• [Stated task]: Copy out every line in the items below that contains the word "pencil".

[Records from a point labeling set]
==========
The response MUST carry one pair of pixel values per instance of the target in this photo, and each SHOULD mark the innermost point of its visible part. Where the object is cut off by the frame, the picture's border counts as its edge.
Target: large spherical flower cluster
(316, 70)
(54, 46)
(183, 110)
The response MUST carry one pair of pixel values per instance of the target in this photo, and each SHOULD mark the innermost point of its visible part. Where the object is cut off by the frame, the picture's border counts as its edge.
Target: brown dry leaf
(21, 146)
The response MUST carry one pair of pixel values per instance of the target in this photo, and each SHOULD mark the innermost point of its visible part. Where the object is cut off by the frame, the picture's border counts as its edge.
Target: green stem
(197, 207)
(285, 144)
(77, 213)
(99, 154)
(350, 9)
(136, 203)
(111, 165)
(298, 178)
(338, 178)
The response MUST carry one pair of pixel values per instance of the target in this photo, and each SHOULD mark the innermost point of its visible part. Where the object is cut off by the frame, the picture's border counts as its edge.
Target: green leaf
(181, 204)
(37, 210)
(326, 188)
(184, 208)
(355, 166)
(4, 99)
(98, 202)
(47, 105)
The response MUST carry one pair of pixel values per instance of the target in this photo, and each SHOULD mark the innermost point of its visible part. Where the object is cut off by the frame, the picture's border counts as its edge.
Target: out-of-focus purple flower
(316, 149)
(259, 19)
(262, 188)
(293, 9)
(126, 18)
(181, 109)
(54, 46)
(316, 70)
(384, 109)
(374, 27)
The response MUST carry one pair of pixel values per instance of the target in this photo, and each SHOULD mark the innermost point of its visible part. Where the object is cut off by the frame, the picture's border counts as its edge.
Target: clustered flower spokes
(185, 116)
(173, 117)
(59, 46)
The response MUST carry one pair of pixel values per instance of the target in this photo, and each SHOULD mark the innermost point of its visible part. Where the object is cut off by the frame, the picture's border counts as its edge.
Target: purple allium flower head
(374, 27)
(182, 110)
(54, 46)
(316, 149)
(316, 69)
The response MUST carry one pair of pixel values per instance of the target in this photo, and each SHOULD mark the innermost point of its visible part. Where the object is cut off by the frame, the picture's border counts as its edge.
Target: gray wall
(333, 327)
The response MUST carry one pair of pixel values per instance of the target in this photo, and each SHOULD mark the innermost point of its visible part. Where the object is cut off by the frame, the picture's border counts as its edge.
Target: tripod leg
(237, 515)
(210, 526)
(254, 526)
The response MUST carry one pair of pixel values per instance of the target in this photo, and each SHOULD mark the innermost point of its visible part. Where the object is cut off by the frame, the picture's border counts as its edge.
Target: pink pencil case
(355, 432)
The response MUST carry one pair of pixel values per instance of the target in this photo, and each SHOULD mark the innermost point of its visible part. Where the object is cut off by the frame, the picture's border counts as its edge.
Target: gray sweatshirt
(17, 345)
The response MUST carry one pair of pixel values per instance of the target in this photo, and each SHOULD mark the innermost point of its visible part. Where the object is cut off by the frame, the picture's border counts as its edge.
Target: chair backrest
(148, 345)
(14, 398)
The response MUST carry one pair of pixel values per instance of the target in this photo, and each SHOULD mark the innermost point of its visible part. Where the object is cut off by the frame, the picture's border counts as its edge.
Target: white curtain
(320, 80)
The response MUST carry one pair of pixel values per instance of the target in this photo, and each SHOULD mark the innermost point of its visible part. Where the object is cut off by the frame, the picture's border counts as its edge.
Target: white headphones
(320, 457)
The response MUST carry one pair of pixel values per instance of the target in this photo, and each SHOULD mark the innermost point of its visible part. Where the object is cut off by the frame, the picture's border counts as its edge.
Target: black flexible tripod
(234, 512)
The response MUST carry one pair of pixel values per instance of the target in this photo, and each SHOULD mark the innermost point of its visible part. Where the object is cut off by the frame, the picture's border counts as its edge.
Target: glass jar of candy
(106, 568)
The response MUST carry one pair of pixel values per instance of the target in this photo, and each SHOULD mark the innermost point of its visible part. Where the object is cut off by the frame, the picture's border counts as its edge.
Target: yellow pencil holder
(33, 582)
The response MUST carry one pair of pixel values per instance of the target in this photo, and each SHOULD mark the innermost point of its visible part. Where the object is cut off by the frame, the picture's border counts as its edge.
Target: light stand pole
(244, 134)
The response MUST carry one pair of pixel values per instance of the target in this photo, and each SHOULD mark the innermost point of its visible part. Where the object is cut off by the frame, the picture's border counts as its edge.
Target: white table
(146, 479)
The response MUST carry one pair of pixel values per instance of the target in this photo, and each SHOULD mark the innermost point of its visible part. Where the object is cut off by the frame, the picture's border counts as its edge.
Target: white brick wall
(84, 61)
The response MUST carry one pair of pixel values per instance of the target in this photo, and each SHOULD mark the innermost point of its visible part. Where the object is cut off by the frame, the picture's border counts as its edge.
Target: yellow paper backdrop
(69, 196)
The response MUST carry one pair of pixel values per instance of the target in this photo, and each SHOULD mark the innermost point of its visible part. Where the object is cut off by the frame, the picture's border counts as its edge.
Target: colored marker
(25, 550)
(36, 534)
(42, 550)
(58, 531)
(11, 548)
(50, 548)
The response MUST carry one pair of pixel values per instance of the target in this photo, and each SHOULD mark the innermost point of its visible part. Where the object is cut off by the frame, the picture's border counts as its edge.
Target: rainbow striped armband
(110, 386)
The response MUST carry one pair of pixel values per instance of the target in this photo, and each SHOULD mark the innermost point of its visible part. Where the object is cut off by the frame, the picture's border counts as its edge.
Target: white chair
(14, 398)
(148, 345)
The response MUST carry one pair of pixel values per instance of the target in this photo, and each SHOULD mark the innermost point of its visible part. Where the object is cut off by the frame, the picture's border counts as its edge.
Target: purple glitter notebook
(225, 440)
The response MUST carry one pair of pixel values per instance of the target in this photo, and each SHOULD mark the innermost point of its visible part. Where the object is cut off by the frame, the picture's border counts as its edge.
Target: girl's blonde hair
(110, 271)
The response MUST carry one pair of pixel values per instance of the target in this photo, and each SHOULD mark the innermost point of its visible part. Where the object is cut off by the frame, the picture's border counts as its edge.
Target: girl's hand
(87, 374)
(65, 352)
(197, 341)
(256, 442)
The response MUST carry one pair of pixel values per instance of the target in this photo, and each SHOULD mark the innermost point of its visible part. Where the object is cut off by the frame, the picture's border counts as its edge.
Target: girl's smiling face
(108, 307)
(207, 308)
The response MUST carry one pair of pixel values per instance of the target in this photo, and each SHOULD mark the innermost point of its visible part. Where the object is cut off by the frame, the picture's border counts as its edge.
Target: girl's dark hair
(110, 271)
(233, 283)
==========
• [Written answer]:
Target: pink pencil case
Target: yellow pencil holder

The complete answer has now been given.